Rewrite the rows below, replacing each "keypoint" with "marker" and leaving everything else unchanged.

-- START OF Given data --

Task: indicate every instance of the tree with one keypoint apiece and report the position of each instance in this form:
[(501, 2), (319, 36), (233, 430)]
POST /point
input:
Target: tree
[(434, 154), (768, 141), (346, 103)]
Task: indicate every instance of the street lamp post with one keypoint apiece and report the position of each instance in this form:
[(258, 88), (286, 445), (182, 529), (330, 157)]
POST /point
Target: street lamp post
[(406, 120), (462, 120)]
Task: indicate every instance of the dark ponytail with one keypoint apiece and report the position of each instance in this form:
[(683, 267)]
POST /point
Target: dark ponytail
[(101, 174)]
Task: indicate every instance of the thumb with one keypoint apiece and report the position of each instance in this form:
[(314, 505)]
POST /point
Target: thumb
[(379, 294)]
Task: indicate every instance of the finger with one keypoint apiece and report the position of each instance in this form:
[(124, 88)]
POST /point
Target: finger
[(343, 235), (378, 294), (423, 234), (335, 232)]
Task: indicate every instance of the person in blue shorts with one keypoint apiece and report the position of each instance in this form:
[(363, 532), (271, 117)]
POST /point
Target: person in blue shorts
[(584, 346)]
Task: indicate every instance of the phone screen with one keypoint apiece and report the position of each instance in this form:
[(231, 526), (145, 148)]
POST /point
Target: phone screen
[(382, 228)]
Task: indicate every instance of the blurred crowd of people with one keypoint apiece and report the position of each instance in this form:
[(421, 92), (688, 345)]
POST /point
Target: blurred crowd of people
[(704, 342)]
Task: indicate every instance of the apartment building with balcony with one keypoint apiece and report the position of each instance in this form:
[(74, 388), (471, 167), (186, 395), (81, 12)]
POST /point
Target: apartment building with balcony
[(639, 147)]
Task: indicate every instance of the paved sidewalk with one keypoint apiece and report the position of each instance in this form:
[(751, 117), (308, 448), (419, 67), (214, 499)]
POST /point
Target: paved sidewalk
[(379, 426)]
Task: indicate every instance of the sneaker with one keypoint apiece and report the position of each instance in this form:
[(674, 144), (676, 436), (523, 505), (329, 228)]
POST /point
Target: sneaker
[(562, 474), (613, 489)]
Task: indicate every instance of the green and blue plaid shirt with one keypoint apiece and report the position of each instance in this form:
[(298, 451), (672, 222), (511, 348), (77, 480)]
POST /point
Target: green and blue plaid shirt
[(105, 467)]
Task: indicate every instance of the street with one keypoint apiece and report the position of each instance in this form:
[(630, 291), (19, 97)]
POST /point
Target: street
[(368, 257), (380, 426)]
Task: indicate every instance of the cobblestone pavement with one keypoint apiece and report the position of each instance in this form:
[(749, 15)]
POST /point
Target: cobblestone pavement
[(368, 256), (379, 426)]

-- END OF Given data --

Solution to this problem
Task: indicate every instance of the tree with one marker apiece and report the position of each instance in this form:
[(501, 2), (319, 36), (233, 430)]
POST /point
input:
Target: tree
[(434, 154), (768, 141), (346, 103)]
Task: indicate every instance of the street lamp post with one marker apiece and report the position of each instance in this form:
[(258, 88), (286, 445), (182, 529), (330, 157)]
POST /point
Target: street lamp post
[(406, 120), (462, 120)]
Task: indicate every instance of the dark ponytail with one marker apiece and report the position of each instance in this form:
[(683, 267)]
POST /point
Target: dark ponytail
[(101, 174)]
Task: indicate every instance of the thumb with one marker apiece and report the position of each instance in this form:
[(314, 505)]
POST /point
Target: thumb
[(379, 294)]
Task: indicate every instance of the finger with one marker apiece and report the position of each instance in this form:
[(124, 88)]
POST /point
Target: finger
[(343, 235), (378, 294), (423, 234), (335, 232)]
Task: indicate every instance of the person in blue shorts with one marker apiece and report the position of each instance in this form:
[(363, 532), (271, 117)]
POST /point
Target: person in blue shorts
[(584, 346)]
Task: indicate every instance of the phone screen with one marker apiece and report the position of each instance in this form:
[(231, 526), (145, 148)]
POST /point
Target: phone screen
[(382, 228)]
Task: indicate every instance of the blurred crowd of people with one marker apiece and report the position of each instance in this form:
[(421, 92), (688, 345)]
POST /point
Target: blurred crowd of people
[(704, 342)]
Task: indicate every instance of the apartment building with balcony with one marker apiece and report the position of each instance in this form:
[(74, 388), (471, 167), (186, 395), (81, 12)]
POST /point
Target: apartment building with balcony
[(639, 147)]
Task: indicate every instance of the paved sidewalk with one marker apiece and report the position of each instance in this form:
[(751, 117), (308, 448), (419, 67), (214, 499)]
POST /point
Target: paved sidewalk
[(379, 426)]
Task: indicate every instance of the sneaker with one marker apiece and report the position of each instance in this form:
[(674, 144), (676, 436), (523, 505), (329, 228)]
POST /point
Target: sneaker
[(562, 474), (613, 489)]
Task: indicate every instance of the green and blue plaid shirt with one marker apiece and report the position of each instance in this form:
[(298, 451), (672, 222), (511, 348), (77, 480)]
POST /point
Target: green and blue plaid shirt
[(105, 467)]
Task: indicate every instance of the street with one marker apiece and report the position of each instance in this form:
[(630, 291), (19, 97)]
POST /point
Target: street
[(368, 257), (380, 426)]
Task: indicate every instance of the cobblestone pavement with one marker apiece and report the position of each instance in this form:
[(749, 15)]
POST /point
Target: cobblestone pavement
[(368, 256), (379, 426)]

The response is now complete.